Start of EXCERPTED TEXT

Given our long-term growth targets, it's essential that we are able to secure access to and some control over the timing of future processing and fractionation infrastructure. Continuing on this topic, Sunoco Logistics recently announced that it is received the permits needed to proceed with construction of Mariner East 2.

Upon completion of ME 2 expected in the third quarter of this year, Antero will be able to minimize the expensive rail transport to Mont Belvieu and other domestics NGL markets and move our NGLs to our pipeline to market serve and on to export markets. Antero is an anchor shipper on ME 2 with a 61,500 barrels a day commitment for propane, butane and ethane.

Moving on to the pricing outlook for liquids, I will point to the slide number eight, titled Arising Liquid Price Environment. On this slide you can see the expected improvement in [WTI] NGL pricing sheeted in green as well as our realized C3+ NGL pricing in 2015 and 2016 which we shaded in yellow. Importantly we expect these trends to continue in 2017 and as a result we have raised our guidance which previously was 45% to 50% of WTI to now 50% to 55% of WTI for 2017.

This increased C3+ NGL price realization guidance results in an incremental $65 million to $70 million of un-hedged EBITDA in 2017 based on our 2017 C3+ NGL production guidance of 65,000 to 70,000 barrels per day. Once Mariner East 2 is placed in service, we expect further improvement in NGL net back pricing resulting in C3+ NGL price realizations, up 55% to 60% of WTI in 2018.

It is important to note the increase in 2017 guidance and 2018 target pricing included in the slide, presently based on current share pricing and a blended C3+ NGL barrel for a [1225] (Ph) average of BTU location. We haven't assumed any incremental upside from an improvement in oil prices for the strengthening of Mont Belvieu NGL prices or look as differentials. In addition to our arising liquids price environment, I assume that liquids-rich inventory enables us to achieve tremendous growth on our liquids production.

As shown on slide number nine, titled Rapidly Growing NGL Production. We have increased our NGL production by 93% on a compounded annual growth rate since 2014. And expect to grow to around of 150,000 barrels per day by 2020.

End of EXCERPTED TEXT
Start of RECORD EXCERPTS

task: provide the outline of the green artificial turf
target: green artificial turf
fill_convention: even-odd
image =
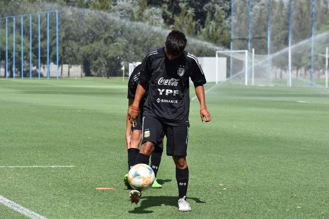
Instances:
[[[329,218],[327,91],[221,84],[206,94],[212,120],[204,124],[191,101],[192,211],[180,212],[165,153],[163,188],[129,201],[127,84],[0,79],[0,166],[75,166],[0,168],[0,195],[49,219]],[[24,218],[0,204],[0,218]]]

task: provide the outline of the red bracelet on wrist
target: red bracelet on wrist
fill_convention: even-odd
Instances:
[[[201,113],[201,111],[202,111],[202,110],[204,110],[204,109],[207,109],[207,107],[206,107],[205,108],[204,108],[202,110],[200,110],[200,112]]]

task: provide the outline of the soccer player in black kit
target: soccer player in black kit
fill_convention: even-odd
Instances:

End of RECORD EXCERPTS

**GIVEN EXERCISE**
In the excerpt on Antero's NGL outlook above, set down everything from "Upon completion of" down to "WTI for 2017.".

**ANSWER BELOW**
Upon completion of ME 2 expected in the third quarter of this year, Antero will be able to minimize the expensive rail transport to Mont Belvieu and other domestics NGL markets and move our NGLs to our pipeline to market serve and on to export markets. Antero is an anchor shipper on ME 2 with a 61,500 barrels a day commitment for propane, butane and ethane.

Moving on to the pricing outlook for liquids, I will point to the slide number eight, titled Arising Liquid Price Environment. On this slide you can see the expected improvement in [WTI] NGL pricing sheeted in green as well as our realized C3+ NGL pricing in 2015 and 2016 which we shaded in yellow. Importantly we expect these trends to continue in 2017 and as a result we have raised our guidance which previously was 45% to 50% of WTI to now 50% to 55% of WTI for 2017.